_TRECHO DA FONTE_
O negócio não tinha diversificação e, para completar o desafio do cenário nacional imposto, tinha dívida líquida e não caixa líquido. O Magalu de 2022 é caixa líquido, ou seja, tem mais dinheiro do que compromissos financeiros. “Encerramos o ano com mais de R$ 10 bilhões em caixa”, conta Fred, como é conhecido, em entrevista exclusiva ao EXAME IN. O número considera, como de praxe, os recebíveis de clientes. Questionado quanto era esse total quando chegou, ele responde rápido: R$ 1,3 bilhão. Portanto, as vendas foram multiplicadas por seis e o caixa, por quase dez. A conversa ocorreu dois dias antes de a Americanas reportar ter encontrado problemas contábeis da ordem de R$ 20 bilhões, em passivos não listados no balanço corretamente.
Para se ter uma ideia da mudança, além de eletroeletrônicos, a empresa está no ramo de esportes e moda, após a compra de Netshoes, que trouxe junto a Zattini. Tem ainda a Época, de cosméticos e, por fim, também entrou no segmento de games. Mesmo com todas essas novidades, o marketplace do Magalu, ou seja, o que a varejista vende de varejos parceiros, já é maior do que a operação de suas lojas físicas. “Levamos 60 anos para sermos líderes no 1P e quatro, no 3P”, comenta o executivo, nessa conversa que contém um balanço de 2022 e vários detalhes para a estratégia futura.

_OS DADOS_
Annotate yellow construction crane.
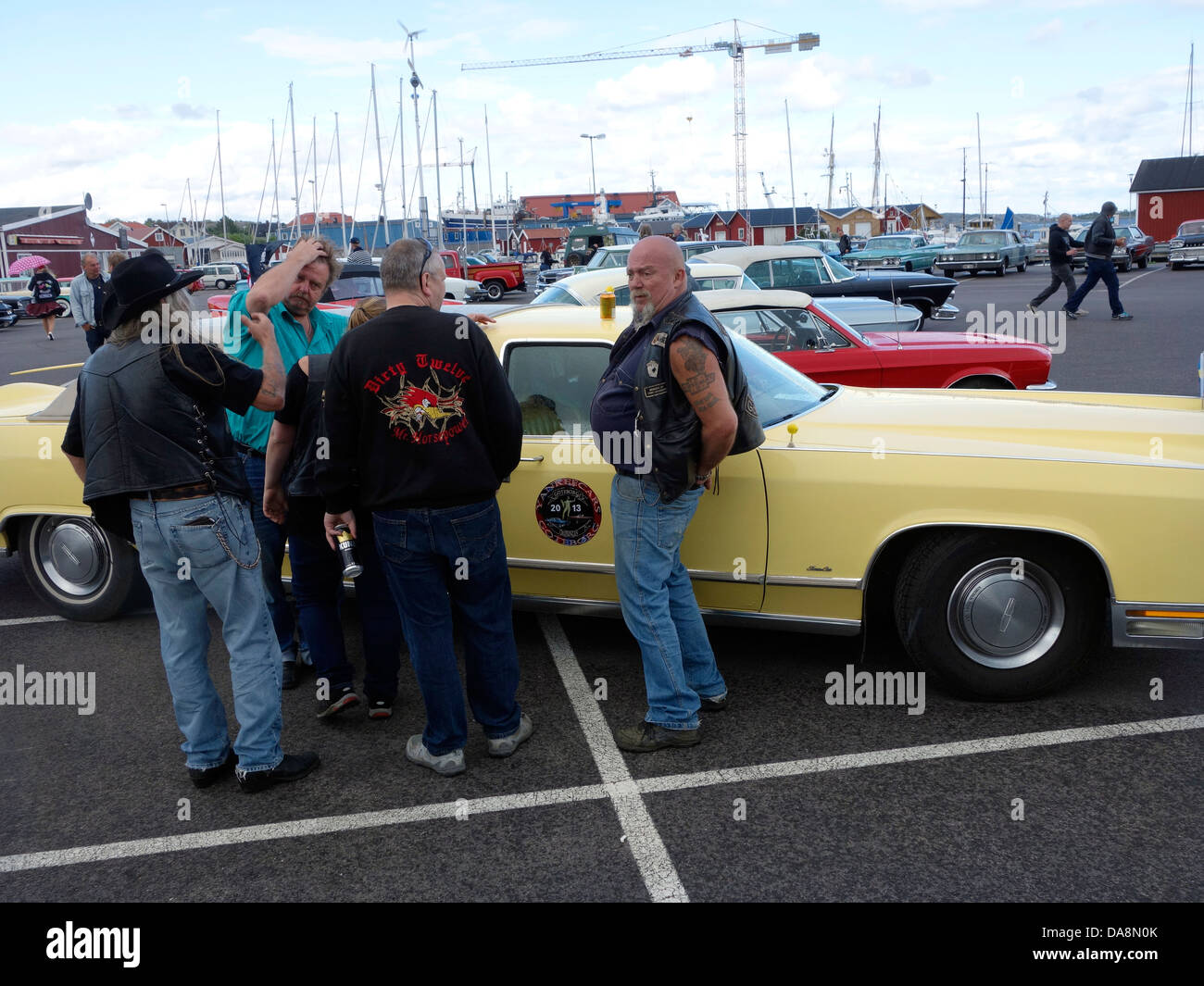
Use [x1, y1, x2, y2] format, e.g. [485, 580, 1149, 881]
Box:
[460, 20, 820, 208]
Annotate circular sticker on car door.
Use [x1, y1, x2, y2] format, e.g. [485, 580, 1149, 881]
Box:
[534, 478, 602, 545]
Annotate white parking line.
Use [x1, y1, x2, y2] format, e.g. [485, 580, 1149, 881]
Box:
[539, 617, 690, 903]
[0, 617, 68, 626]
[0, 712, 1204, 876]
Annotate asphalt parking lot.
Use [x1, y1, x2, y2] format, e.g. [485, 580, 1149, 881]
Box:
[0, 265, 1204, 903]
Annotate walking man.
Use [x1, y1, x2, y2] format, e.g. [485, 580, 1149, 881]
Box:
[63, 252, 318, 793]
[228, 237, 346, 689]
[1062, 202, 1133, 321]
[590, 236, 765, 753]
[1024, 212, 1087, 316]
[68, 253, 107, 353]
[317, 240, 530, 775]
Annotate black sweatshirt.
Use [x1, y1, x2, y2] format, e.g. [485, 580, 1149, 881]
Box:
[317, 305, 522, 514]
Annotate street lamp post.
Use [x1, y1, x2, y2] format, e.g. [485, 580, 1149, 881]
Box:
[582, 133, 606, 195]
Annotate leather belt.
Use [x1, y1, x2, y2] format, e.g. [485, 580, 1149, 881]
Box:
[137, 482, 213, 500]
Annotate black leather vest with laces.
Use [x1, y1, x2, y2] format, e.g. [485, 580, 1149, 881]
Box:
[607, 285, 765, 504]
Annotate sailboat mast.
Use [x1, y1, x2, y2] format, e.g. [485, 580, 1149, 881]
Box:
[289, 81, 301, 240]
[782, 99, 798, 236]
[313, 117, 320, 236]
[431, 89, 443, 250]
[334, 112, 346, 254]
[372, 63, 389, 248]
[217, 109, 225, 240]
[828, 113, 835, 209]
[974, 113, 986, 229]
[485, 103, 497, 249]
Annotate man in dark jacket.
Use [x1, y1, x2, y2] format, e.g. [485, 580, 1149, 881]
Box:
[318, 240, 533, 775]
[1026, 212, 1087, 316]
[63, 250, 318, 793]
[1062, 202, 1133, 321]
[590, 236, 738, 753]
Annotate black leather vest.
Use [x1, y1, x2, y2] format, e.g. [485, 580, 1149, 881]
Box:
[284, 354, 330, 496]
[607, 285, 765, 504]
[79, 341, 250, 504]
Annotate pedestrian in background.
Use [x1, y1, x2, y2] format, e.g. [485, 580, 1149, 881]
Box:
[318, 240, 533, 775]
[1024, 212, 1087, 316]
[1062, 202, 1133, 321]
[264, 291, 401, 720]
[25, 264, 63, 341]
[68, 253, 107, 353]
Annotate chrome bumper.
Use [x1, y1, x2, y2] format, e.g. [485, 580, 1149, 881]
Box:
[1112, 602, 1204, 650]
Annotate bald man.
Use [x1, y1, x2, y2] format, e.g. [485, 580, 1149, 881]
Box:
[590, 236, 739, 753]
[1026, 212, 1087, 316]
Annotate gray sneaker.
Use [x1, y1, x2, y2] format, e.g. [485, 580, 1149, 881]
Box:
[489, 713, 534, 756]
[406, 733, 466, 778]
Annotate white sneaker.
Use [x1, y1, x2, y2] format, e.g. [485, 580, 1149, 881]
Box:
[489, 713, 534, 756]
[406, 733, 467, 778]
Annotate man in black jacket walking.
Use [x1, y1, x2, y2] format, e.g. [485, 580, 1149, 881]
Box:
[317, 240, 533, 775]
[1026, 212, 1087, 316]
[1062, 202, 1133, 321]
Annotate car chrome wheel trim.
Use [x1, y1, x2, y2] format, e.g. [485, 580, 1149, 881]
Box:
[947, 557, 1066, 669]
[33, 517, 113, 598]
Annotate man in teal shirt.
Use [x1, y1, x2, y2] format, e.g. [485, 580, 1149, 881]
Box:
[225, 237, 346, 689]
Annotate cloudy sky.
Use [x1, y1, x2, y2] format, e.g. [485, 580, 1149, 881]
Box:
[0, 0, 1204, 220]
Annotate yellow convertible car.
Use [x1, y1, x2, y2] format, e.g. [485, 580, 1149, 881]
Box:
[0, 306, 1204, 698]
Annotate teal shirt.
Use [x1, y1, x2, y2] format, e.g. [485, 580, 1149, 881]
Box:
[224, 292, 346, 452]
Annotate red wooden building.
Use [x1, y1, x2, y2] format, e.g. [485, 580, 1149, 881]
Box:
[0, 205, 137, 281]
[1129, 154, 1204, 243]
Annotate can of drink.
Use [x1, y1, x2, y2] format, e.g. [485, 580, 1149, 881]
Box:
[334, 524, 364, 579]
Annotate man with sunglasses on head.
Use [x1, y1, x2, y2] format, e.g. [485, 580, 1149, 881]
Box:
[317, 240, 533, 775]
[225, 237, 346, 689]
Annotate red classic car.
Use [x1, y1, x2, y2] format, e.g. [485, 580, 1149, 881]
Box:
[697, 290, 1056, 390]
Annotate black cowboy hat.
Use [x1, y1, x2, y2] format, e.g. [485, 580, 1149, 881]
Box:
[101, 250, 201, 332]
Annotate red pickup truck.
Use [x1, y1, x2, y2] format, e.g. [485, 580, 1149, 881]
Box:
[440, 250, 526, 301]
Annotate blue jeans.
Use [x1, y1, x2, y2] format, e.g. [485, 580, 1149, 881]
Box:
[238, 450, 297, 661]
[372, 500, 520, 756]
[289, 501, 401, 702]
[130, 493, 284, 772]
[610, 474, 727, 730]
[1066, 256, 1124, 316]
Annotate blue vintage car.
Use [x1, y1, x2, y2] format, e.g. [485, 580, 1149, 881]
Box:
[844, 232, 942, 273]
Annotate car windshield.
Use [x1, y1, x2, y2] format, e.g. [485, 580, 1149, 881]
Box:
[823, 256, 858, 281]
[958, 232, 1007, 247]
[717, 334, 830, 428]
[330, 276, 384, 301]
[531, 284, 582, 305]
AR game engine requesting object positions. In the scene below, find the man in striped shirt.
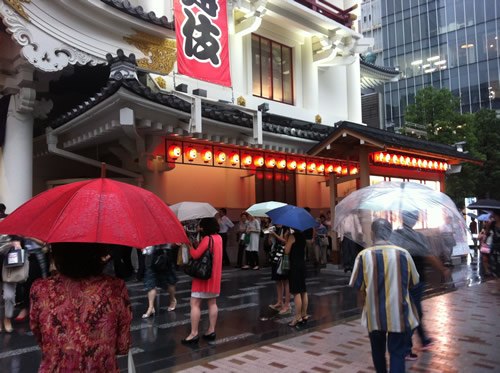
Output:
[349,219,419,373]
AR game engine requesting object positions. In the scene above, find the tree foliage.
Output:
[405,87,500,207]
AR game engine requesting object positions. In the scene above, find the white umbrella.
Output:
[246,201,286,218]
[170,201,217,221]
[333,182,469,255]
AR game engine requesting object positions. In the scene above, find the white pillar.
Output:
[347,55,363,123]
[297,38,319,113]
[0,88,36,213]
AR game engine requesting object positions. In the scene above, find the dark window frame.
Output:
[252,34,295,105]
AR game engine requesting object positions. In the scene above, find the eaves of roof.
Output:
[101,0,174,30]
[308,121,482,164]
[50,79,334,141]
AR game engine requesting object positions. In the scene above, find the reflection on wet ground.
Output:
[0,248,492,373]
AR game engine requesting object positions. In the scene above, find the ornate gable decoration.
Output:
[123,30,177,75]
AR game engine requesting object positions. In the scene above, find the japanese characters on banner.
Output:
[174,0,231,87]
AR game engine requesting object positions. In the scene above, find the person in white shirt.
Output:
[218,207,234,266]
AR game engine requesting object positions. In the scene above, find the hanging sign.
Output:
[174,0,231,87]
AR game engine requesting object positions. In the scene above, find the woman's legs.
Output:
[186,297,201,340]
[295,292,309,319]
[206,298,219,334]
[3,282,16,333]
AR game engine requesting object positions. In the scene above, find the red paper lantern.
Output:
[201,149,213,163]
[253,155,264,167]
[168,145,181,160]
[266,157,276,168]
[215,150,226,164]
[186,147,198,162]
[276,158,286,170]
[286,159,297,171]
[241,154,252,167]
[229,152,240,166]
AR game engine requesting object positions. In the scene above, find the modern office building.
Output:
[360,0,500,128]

==

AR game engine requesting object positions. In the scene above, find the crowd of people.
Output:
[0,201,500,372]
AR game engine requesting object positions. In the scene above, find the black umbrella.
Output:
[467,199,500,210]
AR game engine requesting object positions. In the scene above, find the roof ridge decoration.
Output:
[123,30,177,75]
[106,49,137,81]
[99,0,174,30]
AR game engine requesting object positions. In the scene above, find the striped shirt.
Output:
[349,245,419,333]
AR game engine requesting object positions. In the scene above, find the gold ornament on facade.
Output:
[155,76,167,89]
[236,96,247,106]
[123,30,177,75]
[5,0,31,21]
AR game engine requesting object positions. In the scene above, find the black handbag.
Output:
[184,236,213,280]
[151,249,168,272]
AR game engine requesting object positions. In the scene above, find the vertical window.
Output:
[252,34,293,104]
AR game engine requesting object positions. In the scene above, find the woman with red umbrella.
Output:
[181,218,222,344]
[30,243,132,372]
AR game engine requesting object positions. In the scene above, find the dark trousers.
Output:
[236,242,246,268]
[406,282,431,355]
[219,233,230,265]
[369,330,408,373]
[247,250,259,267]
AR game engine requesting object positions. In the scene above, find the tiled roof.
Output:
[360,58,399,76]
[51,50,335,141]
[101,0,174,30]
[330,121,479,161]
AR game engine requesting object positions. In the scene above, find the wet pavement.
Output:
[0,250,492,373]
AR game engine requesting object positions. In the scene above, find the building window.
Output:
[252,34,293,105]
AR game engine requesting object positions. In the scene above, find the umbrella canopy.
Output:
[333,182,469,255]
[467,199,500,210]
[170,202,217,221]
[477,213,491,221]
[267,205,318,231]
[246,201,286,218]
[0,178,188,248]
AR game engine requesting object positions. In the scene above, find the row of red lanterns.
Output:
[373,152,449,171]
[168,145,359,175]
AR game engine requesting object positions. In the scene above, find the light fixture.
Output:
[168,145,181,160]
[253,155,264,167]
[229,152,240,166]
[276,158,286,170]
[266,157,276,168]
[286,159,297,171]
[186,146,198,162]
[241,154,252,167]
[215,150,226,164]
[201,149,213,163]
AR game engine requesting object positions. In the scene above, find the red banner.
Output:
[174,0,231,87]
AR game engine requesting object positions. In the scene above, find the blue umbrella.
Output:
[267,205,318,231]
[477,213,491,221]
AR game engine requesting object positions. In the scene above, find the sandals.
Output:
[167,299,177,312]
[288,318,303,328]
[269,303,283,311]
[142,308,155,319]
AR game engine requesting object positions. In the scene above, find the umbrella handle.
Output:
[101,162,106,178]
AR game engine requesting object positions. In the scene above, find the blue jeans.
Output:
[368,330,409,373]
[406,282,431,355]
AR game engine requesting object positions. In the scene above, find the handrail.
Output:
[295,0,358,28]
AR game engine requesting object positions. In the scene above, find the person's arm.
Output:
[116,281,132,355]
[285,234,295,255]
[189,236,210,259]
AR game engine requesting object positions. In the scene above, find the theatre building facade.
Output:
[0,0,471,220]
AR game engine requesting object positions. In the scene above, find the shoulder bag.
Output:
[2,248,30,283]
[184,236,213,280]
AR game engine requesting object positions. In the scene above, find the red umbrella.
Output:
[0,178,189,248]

_SUAS TAREFAS_
a) Resuma o trecho sobre o Magalu em duas frases.
b) Segundo o trecho sobre o Magalu, por que se diz que o Magalu de 2022 é caixa líquido? Responda em uma ou duas frases.
c) Reproduza o segmento do trecho sobre o Magalu que vai de "Para se ter" até "a estratégia futura.".

_RESPOSTAS DO EXERCÍCIO_
a) O Magalu, que antes não tinha diversificação e tinha dívida líquida, chegou a 2022 com caixa líquido e encerrou o ano com mais de R$ 10 bilhões em caixa, contra R$ 1,3 bilhão quando Fred chegou. A empresa passou a atuar em esportes, moda, cosméticos e games, e seu marketplace já é maior do que a operação de suas lojas físicas.

b) O Magalu de 2022 é caixa líquido porque tem mais dinheiro do que compromissos financeiros.

c)
Para se ter uma ideia da mudança, além de eletroeletrônicos, a empresa está no ramo de esportes e moda, após a compra de Netshoes, que trouxe junto a Zattini. Tem ainda a Época, de cosméticos e, por fim, também entrou no segmento de games. Mesmo com todas essas novidades, o marketplace do Magalu, ou seja, o que a varejista vende de varejos parceiros, já é maior do que a operação de suas lojas físicas. “Levamos 60 anos para sermos líderes no 1P e quatro, no 3P”, comenta o executivo, nessa conversa que contém um balanço de 2022 e vários detalhes para a estratégia futura.